Directions: Could you reproduce word for word the passage of the blog post on grief below that begins with the words containing "February 24, 2018" and ends with "a bit emotional."?

February 24, 2018
Life truly is a magical thing – and by magical, I mean completely cryptic, uncanny and inconceivable. That’s the true definition of magic. In fact, the most astonishing aspect of life to me is how quickly it can all go away. Poof. In one blink. Life doesn’t wait until you’ve written your will or have said your goodbyes. It just goes on spinning on its axis because that’s just how magical it is. This blog is less for my readers, and more so for me as a way to finally close a chapter in my life that’s been haunting me for about two years. If you’re still reading this, I promise you it may get a bit emotional.
The other day at work, I got a call that Gary’s father had a heart attack. He’s doing fine now, so that’s not where this story is heading. Ironically, the day before, Gary and I had a conversation about his relationship with his father – or, lack thereof. Per usual, he threw out what we all do – “a phone works two ways”. I mean, he wasn’t wrong, but I told him that I didn’t want his relationship with his dad to be like what had happened between my grandfather and I. I had been meaning to call him, life happened and I didn’t. The next day, he died. Just like that. The magical will of life just came about and took my grandfather…
In an episode of Grey’s Anatomy I was watching early today, Dr. Maggie Pierce – who had recently lost her mother to inflammatory breast cancer – performed fetal heart surgery and removed a tumor from the fetus’ heart and placing a shunt to allow the heart to beat more effectively. As they were closing the heart, the fetus started to go into cardiac arrest. As the chief of cardiothoracic surgery, everyone turned to Maggie for next steps and she stood there frozen in time. They asked what they should do and she replied, “nothing”. When asked why, Maggie explained that all the fetus’ heart knew was that tumor, so of course it’s going to freak out without it being there. She wanted to give the heart a second to “calm down” and learn to beat on its own without the presence of the tumor. Needless to say, the fetus survived the surgery.
For as long as I could remember, I could never cope well with preparation of loss. That’s because you could never prepare to lose someone. I knew for about three months that my grandfather was really sick, but I’ve always known my grandfather as the cheerful man that took my cousin and I to church on Sundays, made me laugh and wore very nice suits. I didn’t want to distort that image with new frames of him skinnier than usual and coughing up his left lung. Nope, I wanted to freeze time and let that memory of him live on. My dad had been encouraging me for months to go see my grandfather and I always said I would, but I never did. Not because I couldn’t because I very well could have, but I didn’t want to see my grandfather like that. I was the same way with my uncle and my great grandmother. All of who never did anything to hurt me or wanted me to shut them out; I just could not allow myself to ruin a picture perfect image. It’s all I had left.

Listed records:
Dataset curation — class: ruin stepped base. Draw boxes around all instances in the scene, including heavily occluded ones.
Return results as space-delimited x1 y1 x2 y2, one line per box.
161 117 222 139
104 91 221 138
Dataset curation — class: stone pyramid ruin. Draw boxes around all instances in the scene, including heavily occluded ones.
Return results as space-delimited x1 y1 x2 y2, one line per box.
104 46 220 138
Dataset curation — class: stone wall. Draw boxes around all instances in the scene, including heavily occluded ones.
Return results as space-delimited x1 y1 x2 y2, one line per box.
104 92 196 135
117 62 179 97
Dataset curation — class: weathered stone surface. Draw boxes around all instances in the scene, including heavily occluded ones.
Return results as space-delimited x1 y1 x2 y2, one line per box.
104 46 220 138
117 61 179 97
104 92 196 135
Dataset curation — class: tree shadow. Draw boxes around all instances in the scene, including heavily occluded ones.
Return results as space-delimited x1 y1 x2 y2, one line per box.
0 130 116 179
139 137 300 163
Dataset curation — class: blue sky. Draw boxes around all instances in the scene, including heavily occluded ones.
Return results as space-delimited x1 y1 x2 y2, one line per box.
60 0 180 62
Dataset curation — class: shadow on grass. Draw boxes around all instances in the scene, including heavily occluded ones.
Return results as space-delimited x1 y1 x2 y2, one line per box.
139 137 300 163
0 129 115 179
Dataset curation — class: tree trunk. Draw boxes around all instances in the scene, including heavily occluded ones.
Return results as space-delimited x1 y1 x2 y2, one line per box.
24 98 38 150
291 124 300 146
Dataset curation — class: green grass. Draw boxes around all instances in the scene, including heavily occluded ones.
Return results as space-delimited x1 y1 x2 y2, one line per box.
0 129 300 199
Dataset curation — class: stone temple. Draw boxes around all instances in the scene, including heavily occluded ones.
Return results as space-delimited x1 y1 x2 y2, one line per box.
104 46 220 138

Task solution:
February 24, 2018
Life truly is a magical thing – and by magical, I mean completely cryptic, uncanny and inconceivable. That’s the true definition of magic. In fact, the most astonishing aspect of life to me is how quickly it can all go away. Poof. In one blink. Life doesn’t wait until you’ve written your will or have said your goodbyes. It just goes on spinning on its axis because that’s just how magical it is. This blog is less for my readers, and more so for me as a way to finally close a chapter in my life that’s been haunting me for about two years. If you’re still reading this, I promise you it may get a bit emotional.